> _Exercise prompt_:
Look through the records below for the line with "Question. The picture above shows the white ceiling.". Return that line and each one after it up to and including the line with "Question. The picture above shows the throw", exactly.

Data to use Block Start

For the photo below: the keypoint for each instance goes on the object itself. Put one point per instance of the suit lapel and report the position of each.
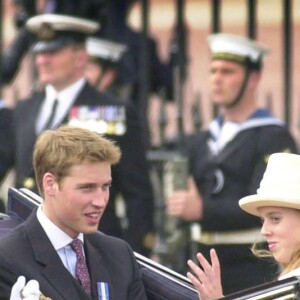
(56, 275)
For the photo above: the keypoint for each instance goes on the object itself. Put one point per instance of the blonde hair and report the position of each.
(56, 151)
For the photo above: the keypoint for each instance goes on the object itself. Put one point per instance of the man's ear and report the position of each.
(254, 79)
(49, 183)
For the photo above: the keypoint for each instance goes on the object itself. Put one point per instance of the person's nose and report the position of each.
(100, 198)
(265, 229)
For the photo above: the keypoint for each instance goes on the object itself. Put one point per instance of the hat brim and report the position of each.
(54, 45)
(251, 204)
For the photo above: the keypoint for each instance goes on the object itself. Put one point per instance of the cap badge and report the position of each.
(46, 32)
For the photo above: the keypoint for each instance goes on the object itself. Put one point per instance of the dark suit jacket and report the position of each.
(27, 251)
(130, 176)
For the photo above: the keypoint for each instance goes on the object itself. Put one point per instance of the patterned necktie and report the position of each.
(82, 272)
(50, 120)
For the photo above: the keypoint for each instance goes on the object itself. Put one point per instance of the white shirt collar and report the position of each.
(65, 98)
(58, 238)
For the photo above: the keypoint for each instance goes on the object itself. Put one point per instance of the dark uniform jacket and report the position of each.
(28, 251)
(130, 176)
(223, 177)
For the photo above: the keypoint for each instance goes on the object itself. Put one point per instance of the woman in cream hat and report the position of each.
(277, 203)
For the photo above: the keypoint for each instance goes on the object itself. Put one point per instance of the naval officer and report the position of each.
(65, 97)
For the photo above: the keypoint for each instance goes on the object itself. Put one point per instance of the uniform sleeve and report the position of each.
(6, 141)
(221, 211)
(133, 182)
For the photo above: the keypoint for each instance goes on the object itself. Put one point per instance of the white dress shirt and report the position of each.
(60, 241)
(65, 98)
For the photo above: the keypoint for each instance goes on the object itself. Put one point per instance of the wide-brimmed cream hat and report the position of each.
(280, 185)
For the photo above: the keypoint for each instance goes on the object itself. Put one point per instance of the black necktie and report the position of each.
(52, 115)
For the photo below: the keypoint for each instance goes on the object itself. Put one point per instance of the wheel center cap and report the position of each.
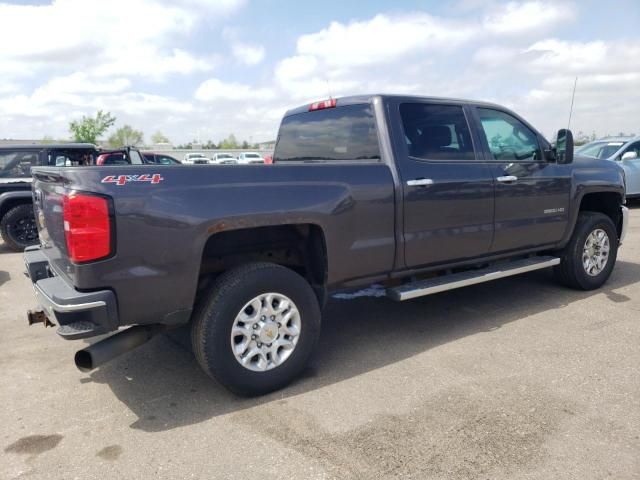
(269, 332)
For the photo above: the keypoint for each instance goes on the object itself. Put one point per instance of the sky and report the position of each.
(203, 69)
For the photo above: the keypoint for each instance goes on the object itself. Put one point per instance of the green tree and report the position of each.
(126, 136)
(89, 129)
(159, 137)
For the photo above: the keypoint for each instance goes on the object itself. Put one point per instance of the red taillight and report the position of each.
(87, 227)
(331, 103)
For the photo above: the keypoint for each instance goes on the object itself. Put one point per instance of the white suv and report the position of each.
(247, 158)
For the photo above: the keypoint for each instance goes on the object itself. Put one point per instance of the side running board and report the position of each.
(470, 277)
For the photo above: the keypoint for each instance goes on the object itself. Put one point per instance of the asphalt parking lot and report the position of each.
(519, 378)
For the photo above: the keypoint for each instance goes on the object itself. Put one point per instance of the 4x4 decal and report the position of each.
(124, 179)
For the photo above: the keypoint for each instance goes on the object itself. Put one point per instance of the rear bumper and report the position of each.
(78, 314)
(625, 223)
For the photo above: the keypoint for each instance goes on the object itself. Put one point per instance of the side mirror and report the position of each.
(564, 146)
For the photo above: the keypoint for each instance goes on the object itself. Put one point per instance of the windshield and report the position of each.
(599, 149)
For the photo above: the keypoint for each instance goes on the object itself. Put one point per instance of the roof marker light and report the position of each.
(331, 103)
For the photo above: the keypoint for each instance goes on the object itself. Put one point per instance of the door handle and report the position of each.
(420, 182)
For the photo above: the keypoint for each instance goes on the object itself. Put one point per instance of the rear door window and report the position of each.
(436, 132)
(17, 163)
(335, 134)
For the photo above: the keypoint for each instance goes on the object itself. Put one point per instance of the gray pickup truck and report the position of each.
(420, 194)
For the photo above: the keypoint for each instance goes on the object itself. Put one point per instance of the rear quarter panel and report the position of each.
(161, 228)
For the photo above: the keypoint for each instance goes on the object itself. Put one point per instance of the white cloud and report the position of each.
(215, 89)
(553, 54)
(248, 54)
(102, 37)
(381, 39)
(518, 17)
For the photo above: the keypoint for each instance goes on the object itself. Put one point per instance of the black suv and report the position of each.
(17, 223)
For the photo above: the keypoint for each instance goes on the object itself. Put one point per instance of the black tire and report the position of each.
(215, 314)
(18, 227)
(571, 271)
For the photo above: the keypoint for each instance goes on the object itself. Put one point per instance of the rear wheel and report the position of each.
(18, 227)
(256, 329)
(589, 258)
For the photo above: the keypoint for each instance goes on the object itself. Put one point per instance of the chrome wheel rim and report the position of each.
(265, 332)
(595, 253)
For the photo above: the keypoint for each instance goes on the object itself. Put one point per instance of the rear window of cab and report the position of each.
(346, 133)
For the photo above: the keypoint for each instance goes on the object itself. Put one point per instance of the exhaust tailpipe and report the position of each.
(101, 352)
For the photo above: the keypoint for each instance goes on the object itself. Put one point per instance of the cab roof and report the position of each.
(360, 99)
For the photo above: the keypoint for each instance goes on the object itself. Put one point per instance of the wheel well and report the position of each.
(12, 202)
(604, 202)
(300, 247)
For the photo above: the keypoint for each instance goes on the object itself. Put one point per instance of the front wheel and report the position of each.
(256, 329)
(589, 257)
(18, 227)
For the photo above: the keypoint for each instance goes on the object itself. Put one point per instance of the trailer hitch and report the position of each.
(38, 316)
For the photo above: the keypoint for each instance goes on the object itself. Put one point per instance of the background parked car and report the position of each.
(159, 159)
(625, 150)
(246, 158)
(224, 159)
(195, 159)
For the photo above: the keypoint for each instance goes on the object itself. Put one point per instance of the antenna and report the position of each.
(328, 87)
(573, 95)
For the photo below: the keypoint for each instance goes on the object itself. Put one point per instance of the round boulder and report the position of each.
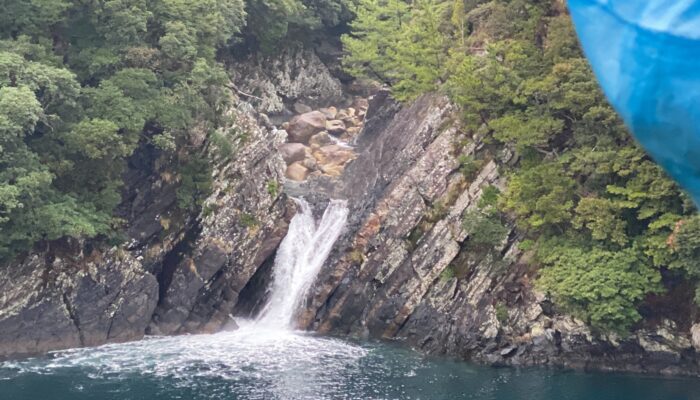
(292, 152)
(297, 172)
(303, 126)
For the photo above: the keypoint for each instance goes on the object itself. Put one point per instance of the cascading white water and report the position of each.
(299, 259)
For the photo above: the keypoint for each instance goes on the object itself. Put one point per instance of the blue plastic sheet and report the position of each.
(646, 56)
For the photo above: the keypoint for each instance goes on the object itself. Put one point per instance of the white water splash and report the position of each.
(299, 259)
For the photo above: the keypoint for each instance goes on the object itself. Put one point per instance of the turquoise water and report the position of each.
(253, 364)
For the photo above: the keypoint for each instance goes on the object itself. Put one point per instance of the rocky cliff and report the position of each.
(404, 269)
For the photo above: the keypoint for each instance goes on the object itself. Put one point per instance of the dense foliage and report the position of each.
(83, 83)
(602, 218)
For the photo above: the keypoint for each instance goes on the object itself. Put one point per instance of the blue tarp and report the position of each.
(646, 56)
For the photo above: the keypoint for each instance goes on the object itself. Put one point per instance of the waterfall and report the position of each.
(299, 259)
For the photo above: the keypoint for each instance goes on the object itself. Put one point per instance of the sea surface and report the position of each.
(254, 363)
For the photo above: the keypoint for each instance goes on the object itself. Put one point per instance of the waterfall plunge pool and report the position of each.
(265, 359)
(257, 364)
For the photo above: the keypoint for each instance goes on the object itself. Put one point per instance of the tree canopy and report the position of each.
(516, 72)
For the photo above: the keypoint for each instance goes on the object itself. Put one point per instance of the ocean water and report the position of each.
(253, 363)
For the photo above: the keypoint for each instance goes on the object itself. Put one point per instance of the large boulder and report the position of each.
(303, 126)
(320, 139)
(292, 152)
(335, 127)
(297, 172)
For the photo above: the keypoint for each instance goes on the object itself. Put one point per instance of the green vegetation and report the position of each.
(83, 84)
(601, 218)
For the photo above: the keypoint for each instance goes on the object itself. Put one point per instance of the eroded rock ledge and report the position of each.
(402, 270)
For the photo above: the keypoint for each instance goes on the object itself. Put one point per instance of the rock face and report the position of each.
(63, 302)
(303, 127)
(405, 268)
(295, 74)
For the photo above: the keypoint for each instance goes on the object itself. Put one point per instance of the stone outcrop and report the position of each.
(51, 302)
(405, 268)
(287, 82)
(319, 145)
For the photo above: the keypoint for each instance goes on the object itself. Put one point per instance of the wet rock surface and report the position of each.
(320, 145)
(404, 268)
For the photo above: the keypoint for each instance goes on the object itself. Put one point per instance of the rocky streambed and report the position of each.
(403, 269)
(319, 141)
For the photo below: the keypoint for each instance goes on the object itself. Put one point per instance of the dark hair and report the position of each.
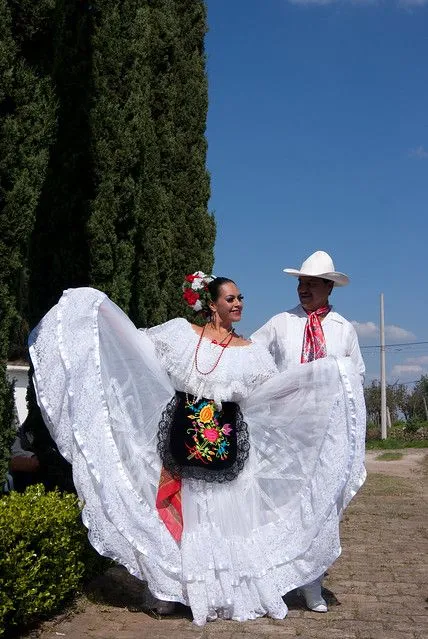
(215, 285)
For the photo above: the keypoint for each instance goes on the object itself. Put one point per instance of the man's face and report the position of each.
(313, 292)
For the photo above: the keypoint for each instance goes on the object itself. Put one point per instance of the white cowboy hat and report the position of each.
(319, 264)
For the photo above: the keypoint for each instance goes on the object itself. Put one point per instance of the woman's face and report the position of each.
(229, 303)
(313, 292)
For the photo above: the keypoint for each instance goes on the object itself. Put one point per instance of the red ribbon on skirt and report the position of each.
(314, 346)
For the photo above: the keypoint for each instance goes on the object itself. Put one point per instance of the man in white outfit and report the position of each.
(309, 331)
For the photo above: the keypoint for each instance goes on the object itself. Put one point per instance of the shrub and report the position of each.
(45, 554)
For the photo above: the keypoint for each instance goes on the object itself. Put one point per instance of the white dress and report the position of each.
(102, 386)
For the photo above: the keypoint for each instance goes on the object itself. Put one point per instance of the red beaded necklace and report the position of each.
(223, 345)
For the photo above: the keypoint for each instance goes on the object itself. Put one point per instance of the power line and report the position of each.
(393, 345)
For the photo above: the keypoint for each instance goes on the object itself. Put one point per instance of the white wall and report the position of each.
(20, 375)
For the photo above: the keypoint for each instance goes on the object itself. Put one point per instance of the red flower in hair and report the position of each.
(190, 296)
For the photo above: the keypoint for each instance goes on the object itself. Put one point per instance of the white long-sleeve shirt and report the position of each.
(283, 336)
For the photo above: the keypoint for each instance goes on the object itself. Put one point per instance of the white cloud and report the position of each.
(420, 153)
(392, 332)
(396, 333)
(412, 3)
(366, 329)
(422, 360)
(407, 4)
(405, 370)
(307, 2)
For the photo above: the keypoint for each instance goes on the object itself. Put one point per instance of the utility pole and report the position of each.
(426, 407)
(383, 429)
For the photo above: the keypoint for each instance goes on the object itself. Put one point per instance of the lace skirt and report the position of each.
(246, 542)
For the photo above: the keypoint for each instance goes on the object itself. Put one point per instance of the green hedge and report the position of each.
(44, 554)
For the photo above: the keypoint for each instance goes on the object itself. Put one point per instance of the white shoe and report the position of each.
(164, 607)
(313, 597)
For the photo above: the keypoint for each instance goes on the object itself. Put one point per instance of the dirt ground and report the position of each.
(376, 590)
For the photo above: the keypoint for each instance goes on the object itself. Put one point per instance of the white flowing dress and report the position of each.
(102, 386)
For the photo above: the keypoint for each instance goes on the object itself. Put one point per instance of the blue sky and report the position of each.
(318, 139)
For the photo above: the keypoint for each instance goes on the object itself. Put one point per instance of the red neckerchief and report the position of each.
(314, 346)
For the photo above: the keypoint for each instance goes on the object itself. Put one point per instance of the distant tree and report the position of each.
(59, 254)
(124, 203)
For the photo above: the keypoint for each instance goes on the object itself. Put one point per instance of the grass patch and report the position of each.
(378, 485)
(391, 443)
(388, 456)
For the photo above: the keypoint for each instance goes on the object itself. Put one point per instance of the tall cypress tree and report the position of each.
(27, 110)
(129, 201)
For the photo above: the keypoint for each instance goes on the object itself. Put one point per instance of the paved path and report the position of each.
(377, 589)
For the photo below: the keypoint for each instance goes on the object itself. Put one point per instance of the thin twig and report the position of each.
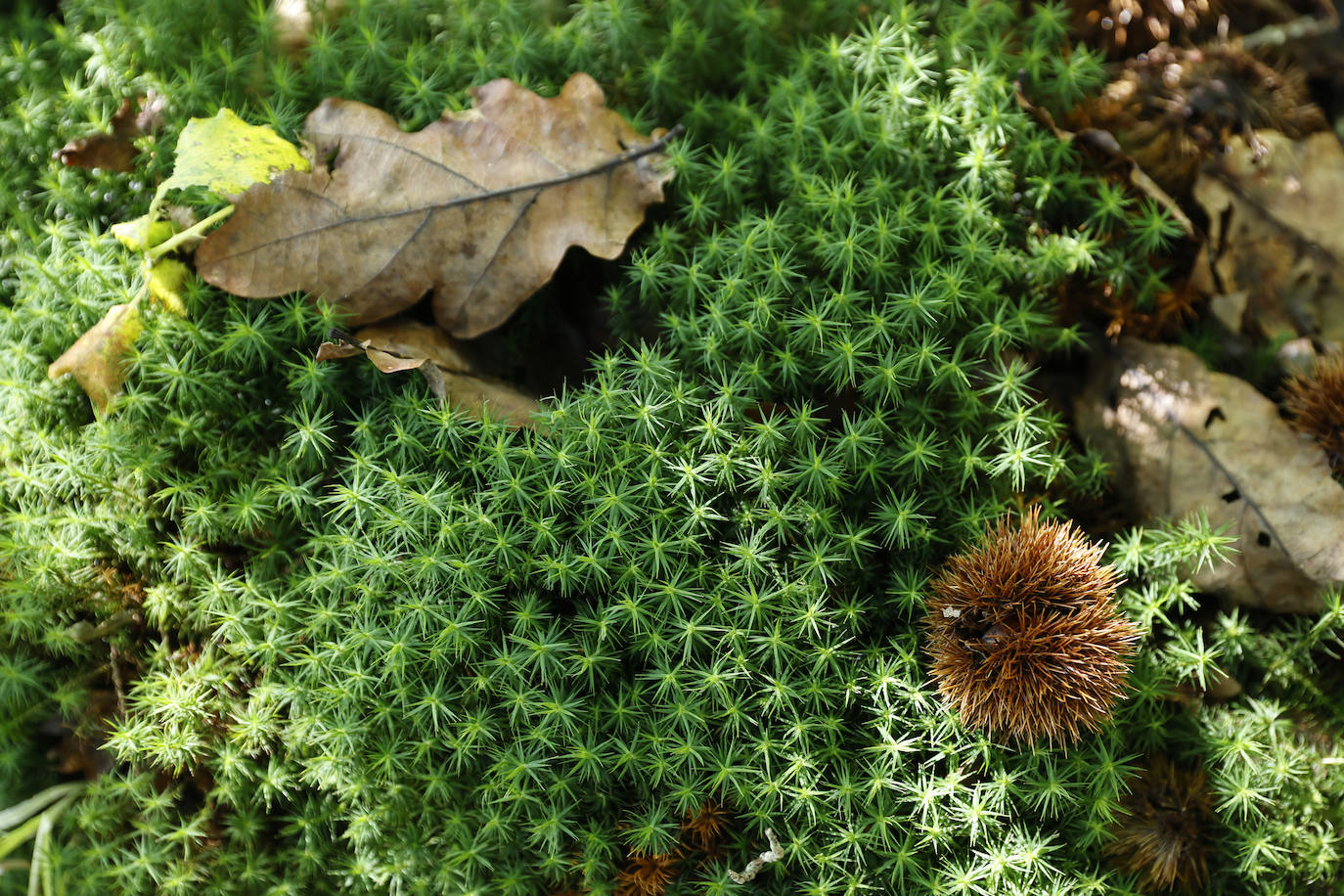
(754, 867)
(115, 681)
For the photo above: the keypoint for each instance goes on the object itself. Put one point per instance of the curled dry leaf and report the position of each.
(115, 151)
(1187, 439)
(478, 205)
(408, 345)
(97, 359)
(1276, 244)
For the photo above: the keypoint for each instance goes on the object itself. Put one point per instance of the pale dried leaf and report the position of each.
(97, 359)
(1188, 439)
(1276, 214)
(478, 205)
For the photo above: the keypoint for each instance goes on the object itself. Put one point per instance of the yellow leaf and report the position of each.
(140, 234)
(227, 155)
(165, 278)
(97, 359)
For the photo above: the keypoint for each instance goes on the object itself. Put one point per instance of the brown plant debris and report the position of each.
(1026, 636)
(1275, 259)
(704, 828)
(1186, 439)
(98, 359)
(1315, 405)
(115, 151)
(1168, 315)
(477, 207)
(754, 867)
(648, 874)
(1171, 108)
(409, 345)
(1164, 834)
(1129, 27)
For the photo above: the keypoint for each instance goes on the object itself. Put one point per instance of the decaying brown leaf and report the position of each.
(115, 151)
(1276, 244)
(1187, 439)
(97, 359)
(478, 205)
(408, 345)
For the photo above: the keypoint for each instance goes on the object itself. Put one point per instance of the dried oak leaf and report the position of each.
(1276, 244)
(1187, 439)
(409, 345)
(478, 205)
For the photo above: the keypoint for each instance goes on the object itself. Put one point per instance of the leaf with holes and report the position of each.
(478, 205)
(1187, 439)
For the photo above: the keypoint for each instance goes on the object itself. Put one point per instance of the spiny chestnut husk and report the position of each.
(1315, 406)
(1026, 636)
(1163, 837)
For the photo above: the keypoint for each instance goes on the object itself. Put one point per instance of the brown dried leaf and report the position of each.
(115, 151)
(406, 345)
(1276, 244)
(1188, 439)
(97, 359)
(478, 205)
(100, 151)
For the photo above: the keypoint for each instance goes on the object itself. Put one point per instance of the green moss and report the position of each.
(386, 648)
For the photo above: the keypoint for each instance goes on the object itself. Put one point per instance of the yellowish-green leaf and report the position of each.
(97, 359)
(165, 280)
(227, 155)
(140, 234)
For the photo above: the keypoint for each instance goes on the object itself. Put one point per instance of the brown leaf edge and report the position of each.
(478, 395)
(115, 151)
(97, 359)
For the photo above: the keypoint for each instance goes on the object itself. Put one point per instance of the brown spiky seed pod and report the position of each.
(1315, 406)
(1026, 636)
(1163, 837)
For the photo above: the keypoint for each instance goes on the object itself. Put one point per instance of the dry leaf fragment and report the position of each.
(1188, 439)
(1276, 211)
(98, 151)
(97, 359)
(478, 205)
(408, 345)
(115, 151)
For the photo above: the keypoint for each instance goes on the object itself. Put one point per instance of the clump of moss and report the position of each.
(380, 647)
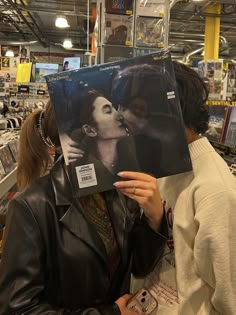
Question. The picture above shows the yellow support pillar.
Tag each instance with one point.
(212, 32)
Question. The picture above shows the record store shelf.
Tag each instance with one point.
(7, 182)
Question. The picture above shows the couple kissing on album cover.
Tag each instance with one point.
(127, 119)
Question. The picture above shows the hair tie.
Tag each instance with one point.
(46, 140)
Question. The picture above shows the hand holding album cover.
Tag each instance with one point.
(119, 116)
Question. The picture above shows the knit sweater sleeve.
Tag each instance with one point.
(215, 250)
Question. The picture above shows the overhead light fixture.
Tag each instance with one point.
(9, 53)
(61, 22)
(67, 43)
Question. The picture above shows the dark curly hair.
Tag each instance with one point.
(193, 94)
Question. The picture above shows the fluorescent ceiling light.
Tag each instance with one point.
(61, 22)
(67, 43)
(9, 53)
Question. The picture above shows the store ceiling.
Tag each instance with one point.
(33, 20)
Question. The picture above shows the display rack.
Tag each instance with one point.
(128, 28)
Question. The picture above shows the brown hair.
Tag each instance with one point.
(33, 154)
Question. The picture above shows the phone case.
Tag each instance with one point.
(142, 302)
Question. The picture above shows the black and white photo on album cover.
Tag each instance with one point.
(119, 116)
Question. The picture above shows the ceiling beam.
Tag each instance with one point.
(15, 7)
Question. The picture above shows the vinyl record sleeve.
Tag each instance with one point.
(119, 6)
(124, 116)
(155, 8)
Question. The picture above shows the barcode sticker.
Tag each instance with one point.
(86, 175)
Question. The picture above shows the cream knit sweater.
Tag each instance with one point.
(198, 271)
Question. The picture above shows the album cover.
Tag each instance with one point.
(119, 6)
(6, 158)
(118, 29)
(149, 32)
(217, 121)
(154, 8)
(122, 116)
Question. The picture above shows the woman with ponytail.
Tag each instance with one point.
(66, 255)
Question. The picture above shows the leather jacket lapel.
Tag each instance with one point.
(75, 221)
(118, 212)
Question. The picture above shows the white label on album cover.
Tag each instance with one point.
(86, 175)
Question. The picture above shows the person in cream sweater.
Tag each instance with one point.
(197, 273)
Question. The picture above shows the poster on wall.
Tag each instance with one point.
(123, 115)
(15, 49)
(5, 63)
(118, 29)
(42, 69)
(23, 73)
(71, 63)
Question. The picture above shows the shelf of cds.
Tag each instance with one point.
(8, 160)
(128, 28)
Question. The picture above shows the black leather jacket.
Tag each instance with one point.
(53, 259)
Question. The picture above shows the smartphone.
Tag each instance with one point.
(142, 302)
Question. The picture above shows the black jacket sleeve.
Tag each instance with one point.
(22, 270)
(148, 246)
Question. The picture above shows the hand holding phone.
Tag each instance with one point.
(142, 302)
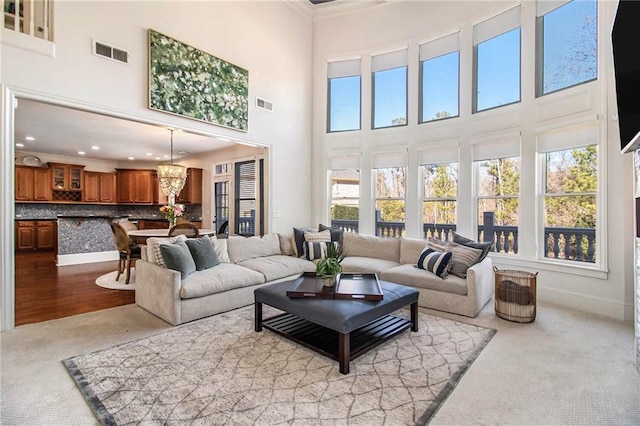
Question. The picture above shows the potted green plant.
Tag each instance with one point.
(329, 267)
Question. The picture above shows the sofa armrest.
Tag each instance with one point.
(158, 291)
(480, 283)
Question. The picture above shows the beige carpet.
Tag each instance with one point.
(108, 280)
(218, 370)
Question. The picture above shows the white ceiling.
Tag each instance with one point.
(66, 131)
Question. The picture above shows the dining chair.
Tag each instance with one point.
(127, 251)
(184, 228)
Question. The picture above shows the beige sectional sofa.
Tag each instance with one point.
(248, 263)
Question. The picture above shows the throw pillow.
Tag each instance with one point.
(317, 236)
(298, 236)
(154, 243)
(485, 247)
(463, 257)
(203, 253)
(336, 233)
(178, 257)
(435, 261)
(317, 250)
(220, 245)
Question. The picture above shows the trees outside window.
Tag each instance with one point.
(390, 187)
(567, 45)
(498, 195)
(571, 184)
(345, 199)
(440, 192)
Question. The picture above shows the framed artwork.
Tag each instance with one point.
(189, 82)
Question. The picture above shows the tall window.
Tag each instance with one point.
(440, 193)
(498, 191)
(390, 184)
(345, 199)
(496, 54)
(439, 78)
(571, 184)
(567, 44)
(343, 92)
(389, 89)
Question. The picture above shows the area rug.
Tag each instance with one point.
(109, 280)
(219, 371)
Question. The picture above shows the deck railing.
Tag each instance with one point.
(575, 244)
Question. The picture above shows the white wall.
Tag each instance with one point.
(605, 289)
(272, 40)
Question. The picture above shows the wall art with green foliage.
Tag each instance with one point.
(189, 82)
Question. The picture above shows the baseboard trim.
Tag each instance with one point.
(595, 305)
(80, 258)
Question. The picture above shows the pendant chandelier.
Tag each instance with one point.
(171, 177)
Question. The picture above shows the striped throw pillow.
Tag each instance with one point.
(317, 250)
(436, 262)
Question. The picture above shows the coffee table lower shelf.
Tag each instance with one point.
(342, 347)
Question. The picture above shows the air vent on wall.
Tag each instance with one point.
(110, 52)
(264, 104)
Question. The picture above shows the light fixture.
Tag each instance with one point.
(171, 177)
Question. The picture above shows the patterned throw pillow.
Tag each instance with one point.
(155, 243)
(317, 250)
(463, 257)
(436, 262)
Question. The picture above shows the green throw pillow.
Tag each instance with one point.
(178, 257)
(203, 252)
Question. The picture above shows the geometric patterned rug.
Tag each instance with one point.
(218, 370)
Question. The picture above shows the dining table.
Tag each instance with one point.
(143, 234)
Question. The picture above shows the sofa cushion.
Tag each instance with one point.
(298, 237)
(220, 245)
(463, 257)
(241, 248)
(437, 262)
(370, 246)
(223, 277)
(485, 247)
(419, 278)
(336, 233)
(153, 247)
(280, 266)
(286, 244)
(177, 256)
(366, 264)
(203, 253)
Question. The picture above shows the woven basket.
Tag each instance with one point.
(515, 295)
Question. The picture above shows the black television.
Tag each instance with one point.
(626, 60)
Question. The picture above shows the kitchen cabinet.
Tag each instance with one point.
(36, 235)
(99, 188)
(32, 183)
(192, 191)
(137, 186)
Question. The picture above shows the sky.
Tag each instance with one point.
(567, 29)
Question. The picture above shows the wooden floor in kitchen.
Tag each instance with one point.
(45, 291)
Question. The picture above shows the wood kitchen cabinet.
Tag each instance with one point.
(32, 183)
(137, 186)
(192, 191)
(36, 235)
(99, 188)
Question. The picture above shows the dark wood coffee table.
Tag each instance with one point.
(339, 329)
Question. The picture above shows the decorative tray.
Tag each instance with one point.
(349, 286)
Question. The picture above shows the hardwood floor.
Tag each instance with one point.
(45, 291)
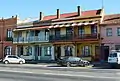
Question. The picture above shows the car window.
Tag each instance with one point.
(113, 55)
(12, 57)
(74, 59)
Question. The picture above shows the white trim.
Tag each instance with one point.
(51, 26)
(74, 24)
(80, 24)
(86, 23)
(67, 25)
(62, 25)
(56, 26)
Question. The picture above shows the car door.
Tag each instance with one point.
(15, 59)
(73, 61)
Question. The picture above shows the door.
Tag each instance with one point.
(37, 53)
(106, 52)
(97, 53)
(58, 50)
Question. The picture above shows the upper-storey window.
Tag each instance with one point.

Data to use Block End

> _Task result_:
Question. The picture above shows the white ceiling.
Tag each instance with one point.
(66, 131)
Question. The picture above shows the dining chair.
Tag each instance with one point.
(127, 251)
(184, 228)
Question. The picture above shows the beige sectional sofa.
Tag each instance with one point.
(248, 263)
Question. The picture above shows the throw pillow.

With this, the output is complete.